SHORT PROBLEM
Reproduce the data below word for word, omitting the pictures.

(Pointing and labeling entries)
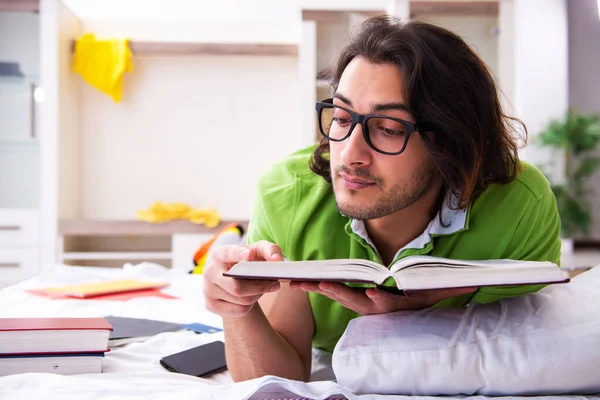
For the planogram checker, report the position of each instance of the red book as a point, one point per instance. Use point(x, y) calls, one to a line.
point(53, 335)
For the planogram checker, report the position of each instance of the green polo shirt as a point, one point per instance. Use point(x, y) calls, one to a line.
point(296, 209)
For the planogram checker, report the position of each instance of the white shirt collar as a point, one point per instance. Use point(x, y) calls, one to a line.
point(456, 220)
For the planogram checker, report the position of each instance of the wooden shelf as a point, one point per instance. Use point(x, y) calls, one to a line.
point(454, 8)
point(123, 255)
point(87, 227)
point(191, 48)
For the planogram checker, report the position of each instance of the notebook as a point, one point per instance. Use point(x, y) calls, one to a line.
point(129, 330)
point(65, 364)
point(53, 335)
point(407, 274)
point(102, 288)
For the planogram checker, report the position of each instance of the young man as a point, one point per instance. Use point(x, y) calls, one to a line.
point(418, 158)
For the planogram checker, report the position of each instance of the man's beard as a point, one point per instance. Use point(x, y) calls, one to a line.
point(395, 199)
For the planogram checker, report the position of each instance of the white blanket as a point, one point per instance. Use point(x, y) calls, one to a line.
point(133, 371)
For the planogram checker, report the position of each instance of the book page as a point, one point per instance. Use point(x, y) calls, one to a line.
point(427, 261)
point(345, 270)
point(515, 273)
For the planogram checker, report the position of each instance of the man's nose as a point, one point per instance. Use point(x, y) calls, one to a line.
point(356, 150)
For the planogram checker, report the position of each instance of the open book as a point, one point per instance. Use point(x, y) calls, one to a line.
point(410, 273)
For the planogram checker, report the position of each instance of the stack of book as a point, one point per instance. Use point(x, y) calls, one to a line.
point(65, 346)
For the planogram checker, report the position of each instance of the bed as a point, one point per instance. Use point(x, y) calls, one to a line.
point(133, 370)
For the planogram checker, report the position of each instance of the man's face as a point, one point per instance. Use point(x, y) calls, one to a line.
point(368, 184)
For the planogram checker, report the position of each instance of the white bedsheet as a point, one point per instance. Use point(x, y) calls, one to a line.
point(133, 371)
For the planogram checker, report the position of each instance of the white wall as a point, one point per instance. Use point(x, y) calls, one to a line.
point(480, 32)
point(204, 9)
point(330, 37)
point(584, 85)
point(540, 90)
point(194, 129)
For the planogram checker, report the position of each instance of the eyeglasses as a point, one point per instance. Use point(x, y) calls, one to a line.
point(385, 135)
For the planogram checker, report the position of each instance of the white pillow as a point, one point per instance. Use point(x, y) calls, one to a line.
point(542, 343)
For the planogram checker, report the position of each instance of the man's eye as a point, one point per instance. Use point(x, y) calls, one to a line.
point(391, 132)
point(342, 121)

RESPONSE TO THE TASK
For the planogram checker, report the position of each instance of the red book as a point, one point per instance. Use point(x, y) calls, one to a line.
point(53, 335)
For the planogram checker, report the position of each instance of the green polo shirt as a point, one point per instance. Use point(x, y) calls, one to a line.
point(296, 209)
For the planogram checker, report the position of each instance of the white shirt collar as a point, one point per instance. Use point(x, y) calls, one to a line.
point(456, 220)
For the planogram checker, report the position of each instance of the wooden shelf as a point, one point per instance. Use point(x, y) calls, one to a line.
point(454, 8)
point(123, 255)
point(87, 227)
point(191, 48)
For the planogram checker, report the position of each instance of the notebook as a point, one point per instance. Use point(x, y) calls, one to a line.
point(129, 330)
point(65, 364)
point(53, 335)
point(407, 274)
point(102, 288)
For the planogram checker, report the position of each instance of the young man as a point, one point per instance. Use point(x, y) calls, one to a line.
point(418, 158)
For the planogram checker, report the position of each instance of the man's beard as a point, one point per instance. Use point(x, y) calls, one to a line.
point(395, 199)
For the planogram checker, report the position of each instance of the white blanket as a point, one point per instance. Use point(x, y) calls, one to a line.
point(133, 371)
For the planogram checker, report the position of each instance of the book page as a point, one point per instance. Use point(x, y) calls, one to a line.
point(427, 261)
point(345, 270)
point(515, 273)
For the planogram checker, report the position of each instance of the man's nose as a point, one point per instance. Use point(x, y) calls, one to a line.
point(356, 150)
For the planogram checker, report the position of each instance of the open book as a point, one point per instance. Use point(x, y) calls, one to a line.
point(410, 273)
For the planogram checker, report the position of each instance of the stack of book as a point, one point per instance. Use point(x, y) calls, one to a line.
point(65, 346)
For the planogram checker, report the position of each instance of the bed as a point, one point per instance. Use point(x, y) calls, one to a line.
point(133, 370)
For the planogram checker, report the position of each instance of the man's face as a point, one point per instance. Use point(x, y) calls, one to a line.
point(368, 184)
For the planogram checker, report the position of each instance of the white bedsheet as a point, one point per instance. Use point(x, y) calls, one to a line.
point(133, 371)
For the planogram checker, report the position of each instance of the white wall as a point, one point per instance. Use point(x, y) calls, one to a line.
point(480, 32)
point(204, 9)
point(330, 37)
point(584, 85)
point(540, 90)
point(194, 129)
For the planogram checker, report the position of each instance of the eyeglasses as a point, one point per instance. Use point(x, y) calls, one to a line.
point(385, 135)
For the planogram checker, report the position of each instance of the white pillow as a point, one point per instance. Use point(x, y) calls, one to a line.
point(542, 343)
For the planogram checker, report the position of each instance of the man's eye as a point, one point per instance. Use point(x, y) calls, one to a line.
point(391, 132)
point(342, 121)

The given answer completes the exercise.